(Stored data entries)
• • • • •

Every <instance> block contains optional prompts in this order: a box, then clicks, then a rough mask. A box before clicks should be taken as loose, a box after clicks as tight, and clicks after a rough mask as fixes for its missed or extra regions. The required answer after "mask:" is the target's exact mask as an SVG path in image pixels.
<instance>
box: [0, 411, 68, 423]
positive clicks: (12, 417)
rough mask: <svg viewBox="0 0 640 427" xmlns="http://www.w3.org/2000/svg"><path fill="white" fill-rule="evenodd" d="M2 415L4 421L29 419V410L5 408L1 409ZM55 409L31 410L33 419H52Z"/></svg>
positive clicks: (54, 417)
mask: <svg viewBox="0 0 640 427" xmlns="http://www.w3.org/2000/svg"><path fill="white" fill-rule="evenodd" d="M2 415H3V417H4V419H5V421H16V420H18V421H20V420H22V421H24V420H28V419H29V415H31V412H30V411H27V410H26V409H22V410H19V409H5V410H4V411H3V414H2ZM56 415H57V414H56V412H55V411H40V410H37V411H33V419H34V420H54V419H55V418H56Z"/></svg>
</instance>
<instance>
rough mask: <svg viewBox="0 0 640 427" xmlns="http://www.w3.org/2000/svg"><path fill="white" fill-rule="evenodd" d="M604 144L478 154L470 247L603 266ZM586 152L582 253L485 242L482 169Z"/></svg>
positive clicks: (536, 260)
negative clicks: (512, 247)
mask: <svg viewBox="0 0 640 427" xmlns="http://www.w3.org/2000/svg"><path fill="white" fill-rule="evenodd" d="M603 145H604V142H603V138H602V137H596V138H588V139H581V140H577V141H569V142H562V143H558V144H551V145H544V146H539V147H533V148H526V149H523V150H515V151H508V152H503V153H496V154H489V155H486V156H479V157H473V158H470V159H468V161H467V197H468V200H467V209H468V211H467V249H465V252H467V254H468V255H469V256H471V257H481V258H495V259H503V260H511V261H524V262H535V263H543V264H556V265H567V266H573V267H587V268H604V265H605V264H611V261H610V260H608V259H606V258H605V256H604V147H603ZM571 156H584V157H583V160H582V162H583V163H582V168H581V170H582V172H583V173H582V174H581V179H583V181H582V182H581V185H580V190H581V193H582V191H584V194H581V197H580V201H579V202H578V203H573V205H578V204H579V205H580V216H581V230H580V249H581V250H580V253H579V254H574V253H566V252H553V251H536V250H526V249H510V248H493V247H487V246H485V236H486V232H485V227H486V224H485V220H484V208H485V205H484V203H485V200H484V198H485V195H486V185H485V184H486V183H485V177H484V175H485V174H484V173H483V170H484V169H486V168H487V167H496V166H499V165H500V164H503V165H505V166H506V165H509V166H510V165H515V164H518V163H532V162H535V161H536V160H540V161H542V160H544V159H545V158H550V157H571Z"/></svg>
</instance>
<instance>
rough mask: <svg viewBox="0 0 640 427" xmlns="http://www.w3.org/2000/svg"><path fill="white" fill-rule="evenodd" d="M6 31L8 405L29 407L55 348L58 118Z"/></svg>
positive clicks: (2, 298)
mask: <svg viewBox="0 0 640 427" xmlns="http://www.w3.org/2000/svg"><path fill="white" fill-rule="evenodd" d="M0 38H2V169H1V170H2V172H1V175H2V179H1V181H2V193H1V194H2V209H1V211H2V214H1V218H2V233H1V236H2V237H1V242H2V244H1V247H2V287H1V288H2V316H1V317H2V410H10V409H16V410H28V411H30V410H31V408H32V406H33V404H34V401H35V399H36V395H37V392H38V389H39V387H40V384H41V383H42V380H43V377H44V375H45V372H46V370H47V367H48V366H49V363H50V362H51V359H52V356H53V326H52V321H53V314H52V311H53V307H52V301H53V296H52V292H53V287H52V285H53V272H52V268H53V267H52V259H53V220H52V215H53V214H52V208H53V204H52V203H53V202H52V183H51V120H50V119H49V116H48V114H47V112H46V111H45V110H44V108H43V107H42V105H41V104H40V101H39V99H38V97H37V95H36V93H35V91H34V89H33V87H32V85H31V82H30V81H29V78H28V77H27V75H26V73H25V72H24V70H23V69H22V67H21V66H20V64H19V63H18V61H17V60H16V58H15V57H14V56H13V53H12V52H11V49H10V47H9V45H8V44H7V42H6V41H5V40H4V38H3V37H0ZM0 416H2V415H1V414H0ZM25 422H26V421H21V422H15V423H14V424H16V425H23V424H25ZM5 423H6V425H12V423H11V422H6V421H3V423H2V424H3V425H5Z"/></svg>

• • • • •

**Your goal**
Could I ask you to return the records exactly and in full?

**Answer space**
Every <instance> block contains optional prompts in this order: a box, then clicks, then a rough mask. A box before clicks should be taken as loose, a box after clicks as tight, and clicks after a rough mask as fixes for its missed or extra regions. The required answer after "mask:" is the target's exact mask as an SVG path in image pixels.
<instance>
box: [0, 411, 68, 423]
positive clicks: (12, 417)
rough mask: <svg viewBox="0 0 640 427" xmlns="http://www.w3.org/2000/svg"><path fill="white" fill-rule="evenodd" d="M2 415L4 421L29 419V410L5 408L1 409ZM55 409L31 410L33 419H52Z"/></svg>
positive clicks: (54, 417)
mask: <svg viewBox="0 0 640 427" xmlns="http://www.w3.org/2000/svg"><path fill="white" fill-rule="evenodd" d="M2 415H3V417H4V419H5V421H16V420H18V421H20V420H22V421H24V420H28V419H29V415H31V412H30V411H27V410H26V409H22V410H19V409H5V410H4V411H3V414H2ZM56 415H57V414H56V412H55V411H40V410H37V411H33V419H34V420H54V419H55V418H56Z"/></svg>
</instance>
<instance>
rough mask: <svg viewBox="0 0 640 427" xmlns="http://www.w3.org/2000/svg"><path fill="white" fill-rule="evenodd" d="M604 144L478 154L470 247L603 266ZM586 152L582 253L485 242L482 169Z"/></svg>
positive clicks: (536, 260)
negative clicks: (512, 247)
mask: <svg viewBox="0 0 640 427" xmlns="http://www.w3.org/2000/svg"><path fill="white" fill-rule="evenodd" d="M603 145H604V142H603V138H602V137H596V138H588V139H581V140H577V141H569V142H562V143H558V144H551V145H544V146H539V147H533V148H526V149H523V150H515V151H508V152H503V153H496V154H489V155H486V156H479V157H473V158H470V159H468V161H467V197H468V200H467V209H468V211H467V249H465V252H467V254H468V255H469V256H471V257H481V258H495V259H503V260H511V261H524V262H535V263H543V264H556V265H567V266H573V267H587V268H604V265H605V264H611V261H610V260H608V259H606V258H605V256H604V147H603ZM571 156H584V157H583V160H582V162H583V163H582V168H581V170H582V172H583V173H582V174H581V179H583V181H582V182H581V185H580V190H581V193H582V191H584V194H581V197H580V201H579V202H578V203H573V205H578V204H579V205H580V216H581V230H580V249H581V250H580V253H579V254H574V253H566V252H553V251H536V250H526V249H510V248H493V247H487V246H485V236H486V232H485V227H486V224H485V220H484V208H485V205H484V203H485V200H484V198H485V195H486V185H485V184H486V183H485V177H484V175H485V174H484V173H483V170H484V169H486V168H487V167H496V166H499V165H500V164H503V165H505V166H506V165H509V166H510V165H515V164H518V163H532V162H535V161H536V160H540V161H542V160H544V159H545V158H550V157H571Z"/></svg>
</instance>
<instance>
rough mask: <svg viewBox="0 0 640 427" xmlns="http://www.w3.org/2000/svg"><path fill="white" fill-rule="evenodd" d="M6 31L8 405L29 407L55 348L58 118Z"/></svg>
positive clicks: (2, 298)
mask: <svg viewBox="0 0 640 427" xmlns="http://www.w3.org/2000/svg"><path fill="white" fill-rule="evenodd" d="M0 38H2V169H1V170H2V172H1V175H2V179H1V181H2V193H1V194H2V209H1V211H2V214H1V218H2V233H1V236H2V237H1V242H2V244H1V247H2V287H1V288H2V316H1V317H2V410H10V409H16V410H28V411H30V410H31V408H32V406H33V404H34V401H35V399H36V395H37V392H38V389H39V387H40V384H41V383H42V380H43V377H44V375H45V372H46V370H47V367H48V366H49V363H50V362H51V359H52V356H53V326H52V321H53V314H52V311H53V307H52V301H53V296H52V292H53V287H52V285H53V272H52V268H53V267H52V259H53V220H52V215H53V214H52V208H53V204H52V203H53V202H52V183H51V120H50V119H49V116H48V114H47V112H46V111H45V110H44V108H43V107H42V105H41V104H40V101H39V99H38V97H37V95H36V93H35V91H34V89H33V87H32V85H31V82H30V81H29V78H28V77H27V75H26V73H25V72H24V70H23V69H22V67H21V66H20V64H19V63H18V61H17V60H16V58H15V57H14V56H13V53H12V52H11V49H10V47H9V45H8V44H7V42H6V41H5V40H4V38H3V37H0ZM0 416H2V415H1V414H0ZM25 422H26V421H21V422H15V423H14V424H16V425H23V424H25ZM5 423H6V425H12V423H11V422H6V421H3V423H2V424H3V425H5Z"/></svg>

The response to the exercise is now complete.